*Stated problem a*: Pick out every line of the records that contains the word "stole", and copy each of those lines.

*Text extract*:

━━━

The bugle, for barrack duty, was introduced in 1828, whilst the 42d was encamped on the neutral ground, Gibraltar, during the epidemic fever. Before this the solitary bugler of the regiment sounded part of "quick march" for the guard, and had about half-a-dozen calls for the light company, whose knowledge of skirmishing barely extended to the covering of an advance in line. In the following year, and 1830, it was taken up in reality, and the corps soon became famous for their skirmishing: not that either the bugle calls for barracks or the light infantry drill was without its enemies. Indeed, in general, the officers were averse to the "new fangled innovations," and, in some instances, complained that they could not understand the bugle even for the men’s breakfast, dinner, &c., and wished a return to the drum! However, the innovations, with numerous others, were supported by the commanding officers, and in due time the 42d became equal to its neighbours.

While at Gibraltar, in 1830, a regimental library was started, and continued in a flourishing condition for many years. Its history, as told by one of its originators. Lieutenant-Colonel Wheatley, is extremely interesting. It deserves to be recorded, as it was creditable to the corps, and equally so to the men who so nobly supported it. At this time, such institutions were unknown in the army; indeed, if anything, they were discouraged.

The regiment was quartered with the 43d in the grand casemates, in February 1830. The sergeant-major of that corps had a small library, his private property, collected at sales of books from time to time, from the famous garrison library; he from that formed a circulating library, lending books at a certain rate per month. It was spoken of in the orderly-room one day, after the finish of the morning’s duty, and Sir Charles Gordon expressed his surprise that in a Scotch regiment nothing of the kind had been instituted. As soon as he left, the pay sergeants were called, and desired, by nine o’clock the following morning, to give a return of the number of subscribers willing to pay six days’ pay of their rank, to be levied in three monthly instalments, and after the third month, to pay a subscription of sixpence a month. A return of 224 was given in, and it having willingly been approved of by Sir Charles, immediate steps were taken to establish the library. A large order was sent off to the Messrs Tegg, of London, and within a month, what from a purchase of old works from the garrison library, and donations of books from the officers, the library was in good reading order. The officers were most liberal in their donations. The members continued to increase, and various alterations were made from time to time, and in 1836 the subscriptions were reduced to fourpence. The funds were always fully able to meet any charge of conveyance whilst at home, from 1836 to 1841, and again from 1852 to 1854. On being ordered to Turkey in 1854, the whole of the books were disposed of, because the Government reading-rooms and libraries had been in force some time before this, and some corps had been ordered to do away with the regimental ones. At the time of its being broken up, it contained nearly 3000 volumes, and during its existence was highly creditable to the regiment.

━━━

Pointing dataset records
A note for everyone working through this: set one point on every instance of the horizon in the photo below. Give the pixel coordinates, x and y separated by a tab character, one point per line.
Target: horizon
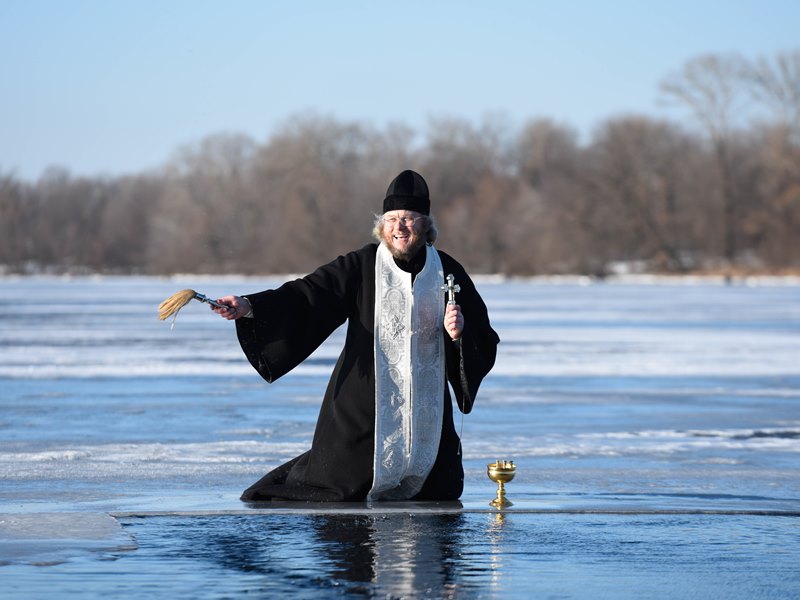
118	89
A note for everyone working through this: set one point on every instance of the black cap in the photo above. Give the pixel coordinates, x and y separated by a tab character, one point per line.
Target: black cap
408	191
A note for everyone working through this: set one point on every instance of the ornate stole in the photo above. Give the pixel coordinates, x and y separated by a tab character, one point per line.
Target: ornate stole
409	375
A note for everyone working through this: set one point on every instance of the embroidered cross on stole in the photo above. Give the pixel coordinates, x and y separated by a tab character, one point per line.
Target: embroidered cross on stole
409	375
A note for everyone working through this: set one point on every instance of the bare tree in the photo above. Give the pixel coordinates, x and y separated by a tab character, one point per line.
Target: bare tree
710	86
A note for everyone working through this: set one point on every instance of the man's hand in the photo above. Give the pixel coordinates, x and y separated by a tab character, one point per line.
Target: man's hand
235	307
453	321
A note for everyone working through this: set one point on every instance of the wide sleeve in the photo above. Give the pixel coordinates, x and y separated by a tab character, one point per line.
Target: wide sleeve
471	357
290	322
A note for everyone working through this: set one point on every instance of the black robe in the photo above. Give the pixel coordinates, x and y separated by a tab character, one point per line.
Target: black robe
290	322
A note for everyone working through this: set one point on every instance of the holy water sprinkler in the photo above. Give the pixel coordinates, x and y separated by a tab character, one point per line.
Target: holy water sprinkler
501	472
177	301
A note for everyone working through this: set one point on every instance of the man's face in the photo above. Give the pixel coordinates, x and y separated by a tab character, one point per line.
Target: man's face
403	232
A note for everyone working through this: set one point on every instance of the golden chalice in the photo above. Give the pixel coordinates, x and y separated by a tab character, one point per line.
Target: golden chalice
501	472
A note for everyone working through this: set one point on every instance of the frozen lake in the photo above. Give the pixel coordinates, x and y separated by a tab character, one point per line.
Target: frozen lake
656	429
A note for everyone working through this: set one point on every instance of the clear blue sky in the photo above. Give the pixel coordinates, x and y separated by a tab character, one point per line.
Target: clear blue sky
106	87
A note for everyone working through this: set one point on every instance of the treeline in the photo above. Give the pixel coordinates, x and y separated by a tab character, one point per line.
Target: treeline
723	193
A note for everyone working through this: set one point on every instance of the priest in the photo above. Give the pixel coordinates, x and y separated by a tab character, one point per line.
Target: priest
385	429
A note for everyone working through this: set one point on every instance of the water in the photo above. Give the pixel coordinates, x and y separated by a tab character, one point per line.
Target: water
656	429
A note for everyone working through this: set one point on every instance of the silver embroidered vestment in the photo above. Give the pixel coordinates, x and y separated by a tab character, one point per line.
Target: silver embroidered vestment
409	375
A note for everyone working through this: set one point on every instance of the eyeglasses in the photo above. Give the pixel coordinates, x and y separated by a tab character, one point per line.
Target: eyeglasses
407	221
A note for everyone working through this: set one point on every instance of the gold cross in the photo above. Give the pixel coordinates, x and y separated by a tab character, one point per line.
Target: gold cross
451	288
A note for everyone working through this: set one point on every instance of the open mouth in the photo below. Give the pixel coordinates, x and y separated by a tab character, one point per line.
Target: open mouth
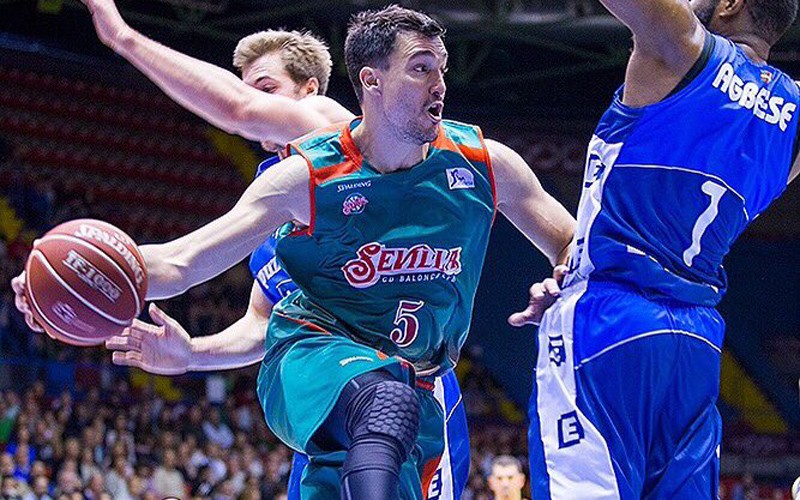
435	110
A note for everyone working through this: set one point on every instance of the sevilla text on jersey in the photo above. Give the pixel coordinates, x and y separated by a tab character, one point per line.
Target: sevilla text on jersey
376	260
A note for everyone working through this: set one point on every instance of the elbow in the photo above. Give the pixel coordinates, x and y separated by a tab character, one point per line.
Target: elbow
241	119
167	275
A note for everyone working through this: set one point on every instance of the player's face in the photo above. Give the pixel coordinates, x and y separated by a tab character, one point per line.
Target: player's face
506	480
268	74
704	10
413	88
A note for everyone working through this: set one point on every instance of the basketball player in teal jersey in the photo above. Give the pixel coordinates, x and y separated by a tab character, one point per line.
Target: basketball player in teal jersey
278	65
394	212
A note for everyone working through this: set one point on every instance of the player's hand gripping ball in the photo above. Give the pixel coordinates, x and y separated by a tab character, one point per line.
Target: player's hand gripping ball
85	282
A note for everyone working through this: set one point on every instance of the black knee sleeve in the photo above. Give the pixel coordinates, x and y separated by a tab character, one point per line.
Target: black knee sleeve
388	408
383	422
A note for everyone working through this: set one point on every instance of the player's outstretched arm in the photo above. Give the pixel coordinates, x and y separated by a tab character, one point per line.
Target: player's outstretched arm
666	29
521	198
279	195
165	348
214	94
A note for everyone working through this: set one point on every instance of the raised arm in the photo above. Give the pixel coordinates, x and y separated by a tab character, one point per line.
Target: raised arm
668	39
279	195
521	198
166	348
667	29
216	95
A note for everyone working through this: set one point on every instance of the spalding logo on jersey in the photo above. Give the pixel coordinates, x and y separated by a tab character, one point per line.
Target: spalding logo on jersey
765	106
375	260
354	204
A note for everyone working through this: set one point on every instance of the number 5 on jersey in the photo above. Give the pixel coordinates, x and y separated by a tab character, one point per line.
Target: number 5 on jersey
406	322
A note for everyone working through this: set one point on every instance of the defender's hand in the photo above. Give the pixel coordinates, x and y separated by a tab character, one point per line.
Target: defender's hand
542	296
108	22
163	349
21	302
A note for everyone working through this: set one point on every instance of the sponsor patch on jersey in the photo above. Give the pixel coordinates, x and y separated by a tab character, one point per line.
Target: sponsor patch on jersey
374	261
773	109
354	204
347	361
353	185
460	178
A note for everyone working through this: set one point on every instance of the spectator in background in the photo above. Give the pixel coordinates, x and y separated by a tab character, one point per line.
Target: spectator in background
6	465
506	479
12	489
41	488
94	488
117	479
167	480
217	431
22	463
68	481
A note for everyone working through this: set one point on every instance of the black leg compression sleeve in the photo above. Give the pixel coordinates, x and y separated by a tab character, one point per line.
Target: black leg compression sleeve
382	421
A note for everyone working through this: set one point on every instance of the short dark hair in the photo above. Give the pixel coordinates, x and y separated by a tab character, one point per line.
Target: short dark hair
772	18
505	461
371	36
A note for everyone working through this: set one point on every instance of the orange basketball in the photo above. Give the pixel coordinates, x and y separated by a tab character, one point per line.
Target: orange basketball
86	281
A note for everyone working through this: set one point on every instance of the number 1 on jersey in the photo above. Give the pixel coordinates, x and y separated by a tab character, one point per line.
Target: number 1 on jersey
407	324
715	191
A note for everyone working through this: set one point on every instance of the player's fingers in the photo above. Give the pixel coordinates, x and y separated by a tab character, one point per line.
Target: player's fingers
18	283
124	343
139	329
551	287
129	358
527	317
559	272
537	291
21	303
32	324
159	317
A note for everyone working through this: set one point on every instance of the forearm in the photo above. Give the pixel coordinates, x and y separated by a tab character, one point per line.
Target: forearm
165	274
214	94
239	345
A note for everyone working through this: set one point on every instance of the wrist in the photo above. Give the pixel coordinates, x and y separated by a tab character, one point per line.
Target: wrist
195	359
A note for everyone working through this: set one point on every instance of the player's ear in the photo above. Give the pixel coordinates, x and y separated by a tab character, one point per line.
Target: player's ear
311	87
730	8
369	79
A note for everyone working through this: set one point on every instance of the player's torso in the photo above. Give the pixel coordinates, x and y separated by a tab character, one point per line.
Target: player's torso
669	187
274	282
396	257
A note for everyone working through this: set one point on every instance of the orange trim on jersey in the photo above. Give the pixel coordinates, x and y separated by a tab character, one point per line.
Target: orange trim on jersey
472	154
427	474
332	172
312	326
489	167
349	146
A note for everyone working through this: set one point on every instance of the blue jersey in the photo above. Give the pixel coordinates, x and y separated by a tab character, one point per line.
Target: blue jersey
670	186
264	266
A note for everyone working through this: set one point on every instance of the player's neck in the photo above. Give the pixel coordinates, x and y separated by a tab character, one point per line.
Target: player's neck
384	151
756	48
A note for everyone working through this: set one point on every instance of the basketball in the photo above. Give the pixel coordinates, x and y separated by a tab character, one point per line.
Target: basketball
86	281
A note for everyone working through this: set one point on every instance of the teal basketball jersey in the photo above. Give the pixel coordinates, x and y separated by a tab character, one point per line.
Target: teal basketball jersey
395	258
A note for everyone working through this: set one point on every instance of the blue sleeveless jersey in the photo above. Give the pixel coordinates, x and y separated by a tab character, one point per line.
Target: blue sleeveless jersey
669	187
264	266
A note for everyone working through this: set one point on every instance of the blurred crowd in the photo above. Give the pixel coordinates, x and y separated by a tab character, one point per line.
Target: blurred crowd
72	426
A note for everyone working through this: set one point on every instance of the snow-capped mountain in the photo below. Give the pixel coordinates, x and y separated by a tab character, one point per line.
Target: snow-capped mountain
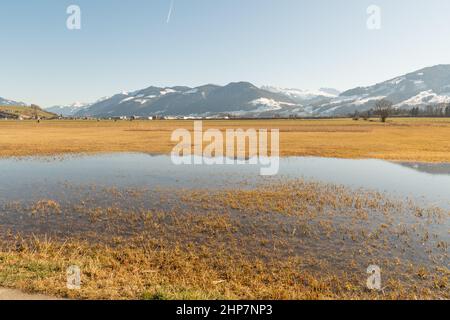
6	102
416	89
305	97
240	99
69	110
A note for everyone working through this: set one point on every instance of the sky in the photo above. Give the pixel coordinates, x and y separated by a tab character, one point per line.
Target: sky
130	45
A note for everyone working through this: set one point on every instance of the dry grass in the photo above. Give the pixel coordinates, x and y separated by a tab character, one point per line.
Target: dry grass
25	111
295	240
423	140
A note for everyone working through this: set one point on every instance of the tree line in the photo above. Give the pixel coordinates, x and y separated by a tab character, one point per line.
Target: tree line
384	109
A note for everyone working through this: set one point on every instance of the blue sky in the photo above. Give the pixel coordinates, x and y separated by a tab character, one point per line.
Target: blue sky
128	45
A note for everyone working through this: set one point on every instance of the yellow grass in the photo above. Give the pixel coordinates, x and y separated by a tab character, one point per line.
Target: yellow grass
25	111
425	140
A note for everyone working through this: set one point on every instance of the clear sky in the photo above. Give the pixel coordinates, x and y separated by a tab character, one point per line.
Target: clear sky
129	45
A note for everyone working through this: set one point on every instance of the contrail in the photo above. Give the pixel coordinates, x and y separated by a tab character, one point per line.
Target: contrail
170	11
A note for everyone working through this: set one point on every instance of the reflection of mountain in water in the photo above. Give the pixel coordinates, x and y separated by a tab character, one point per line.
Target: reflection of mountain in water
431	168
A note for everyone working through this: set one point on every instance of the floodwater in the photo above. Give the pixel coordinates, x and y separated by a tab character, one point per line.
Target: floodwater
102	197
37	177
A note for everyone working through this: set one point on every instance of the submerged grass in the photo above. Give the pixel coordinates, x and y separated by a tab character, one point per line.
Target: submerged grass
296	240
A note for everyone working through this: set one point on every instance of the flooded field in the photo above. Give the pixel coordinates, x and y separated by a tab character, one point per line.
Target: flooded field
223	231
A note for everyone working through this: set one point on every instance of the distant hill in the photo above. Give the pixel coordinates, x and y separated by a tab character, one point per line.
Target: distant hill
6	102
239	98
416	89
68	110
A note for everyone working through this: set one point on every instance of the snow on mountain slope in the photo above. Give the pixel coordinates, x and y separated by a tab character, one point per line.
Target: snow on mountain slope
6	102
417	89
68	110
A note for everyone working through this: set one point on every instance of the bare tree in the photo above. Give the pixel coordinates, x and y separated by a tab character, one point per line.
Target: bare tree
384	109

━━━

*Stated problem b*: Write down each distinct year that appears as a four-digit number in the text on the 42d regiment, in the order it first appears.

*Complete answer a*:
A note for everyone working through this: set one point on every instance of the ornate stole in the photo above. Give the pixel coordinates, x and y separated by a tab character, one point per line.
Target: ornate stole
A note for everyone working through this: set one point on every instance of the embroidered cross on stole in the photo above. Give the pixel coordinates, x and y separated by a tab character, one point per line.
Target: embroidered cross on stole

*Complete answer b*:
1828
1830
1836
1841
1852
1854